TASK OBJECTIVE: Return the listing verbatim, images left out.

SOURCE INFORMATION:

**********

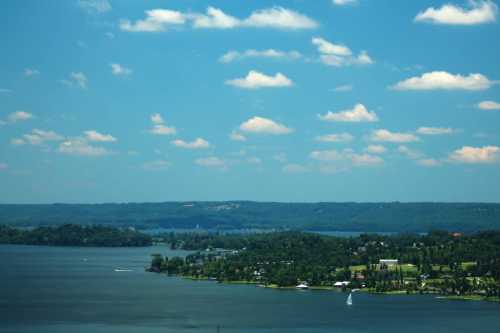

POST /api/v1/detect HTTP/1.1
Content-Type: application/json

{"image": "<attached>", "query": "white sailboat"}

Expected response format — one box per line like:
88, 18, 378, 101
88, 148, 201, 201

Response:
346, 292, 353, 306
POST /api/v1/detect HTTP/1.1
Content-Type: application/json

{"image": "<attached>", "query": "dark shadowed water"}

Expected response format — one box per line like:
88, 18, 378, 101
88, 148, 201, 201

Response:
1, 244, 499, 333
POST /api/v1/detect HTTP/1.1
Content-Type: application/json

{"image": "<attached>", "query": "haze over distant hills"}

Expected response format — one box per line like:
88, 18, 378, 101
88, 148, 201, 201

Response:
1, 202, 499, 232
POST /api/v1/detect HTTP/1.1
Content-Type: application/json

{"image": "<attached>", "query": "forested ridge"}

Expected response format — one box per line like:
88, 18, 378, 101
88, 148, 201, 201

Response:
1, 202, 500, 232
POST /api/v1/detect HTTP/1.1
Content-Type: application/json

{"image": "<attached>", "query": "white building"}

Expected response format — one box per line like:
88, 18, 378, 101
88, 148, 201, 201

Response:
379, 259, 398, 266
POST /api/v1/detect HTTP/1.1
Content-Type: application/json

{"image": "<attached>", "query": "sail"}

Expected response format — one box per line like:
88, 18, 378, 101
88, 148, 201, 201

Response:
346, 293, 353, 306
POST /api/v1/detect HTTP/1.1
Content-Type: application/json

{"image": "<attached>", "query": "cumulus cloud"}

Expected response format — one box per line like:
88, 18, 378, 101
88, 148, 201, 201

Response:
219, 49, 302, 63
191, 7, 240, 29
195, 156, 227, 169
58, 138, 111, 157
318, 103, 378, 122
449, 145, 500, 163
312, 37, 374, 67
229, 131, 247, 141
24, 68, 40, 77
415, 0, 497, 25
8, 111, 33, 123
398, 145, 424, 159
121, 6, 317, 32
370, 129, 420, 143
78, 0, 111, 14
172, 138, 211, 149
315, 133, 354, 143
416, 127, 455, 135
417, 158, 442, 167
333, 84, 353, 92
310, 149, 383, 167
142, 160, 170, 171
391, 71, 492, 91
364, 145, 387, 154
333, 0, 358, 5
477, 100, 500, 110
240, 116, 293, 135
149, 113, 176, 135
61, 72, 88, 89
110, 63, 132, 76
120, 9, 186, 32
283, 163, 309, 173
225, 70, 293, 89
12, 129, 64, 145
84, 130, 117, 142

**********

TASK OUTPUT:
POST /api/v1/detect HTTP/1.1
Content-Type: application/json

{"image": "<attached>", "query": "white sailboat"}

Expected response format — one box per line like:
88, 18, 378, 101
88, 148, 201, 201

Response:
346, 292, 353, 306
POST /api/v1/detect HTTP/1.1
Content-Type: application/json

{"image": "<attached>", "query": "dark shadowed water"}

Expected response format — one box per line like:
88, 18, 378, 101
88, 148, 201, 201

Response:
1, 244, 499, 333
POST /api/v1/detect HTTP/1.1
Content-Type: application/json

{"image": "<attached>", "query": "haze over distant hills"}

Expected response format — one box per line like:
88, 18, 378, 101
88, 148, 201, 201

Response:
1, 202, 499, 232
POST /api/v1/detect HTTP/1.1
Content-Type: application/json

{"image": "<attached>", "query": "forested ridge"}

Expected response format — one box per line like:
88, 18, 378, 101
88, 148, 201, 201

Response:
1, 202, 500, 232
POST /api/v1/detect HTTP/1.1
Content-Type: application/json

{"image": "<attached>", "query": "white building"}

Expected response format — one box per line like:
88, 18, 378, 101
88, 148, 201, 201

Response:
379, 259, 398, 266
POST /api/v1/detect HTTP/1.1
Content-Type: application/json

{"image": "<attached>", "query": "sail"}

Expected response format — one box per line like:
88, 18, 378, 101
88, 148, 201, 201

Response:
346, 293, 353, 306
POST /api/v1/detect HTTP/1.1
Content-Type: application/json

{"image": "<attached>", "query": "cumulus cloud"}

Expected response format — one box per line like:
88, 18, 378, 101
88, 148, 201, 201

Response:
219, 49, 302, 63
191, 7, 240, 29
195, 156, 227, 169
58, 138, 111, 157
318, 103, 378, 122
449, 145, 500, 163
312, 37, 374, 67
229, 131, 247, 141
24, 68, 40, 77
415, 0, 497, 25
8, 111, 33, 123
398, 145, 424, 159
121, 6, 317, 32
370, 129, 420, 143
78, 0, 111, 14
172, 138, 211, 149
315, 133, 354, 143
416, 127, 455, 135
417, 158, 442, 167
333, 84, 353, 92
310, 149, 383, 167
142, 160, 170, 171
391, 71, 492, 91
364, 145, 387, 154
333, 0, 358, 5
477, 100, 500, 110
240, 116, 293, 135
149, 113, 176, 135
61, 72, 88, 89
110, 63, 132, 76
120, 9, 186, 32
283, 163, 309, 173
225, 70, 293, 89
12, 129, 64, 145
84, 130, 117, 142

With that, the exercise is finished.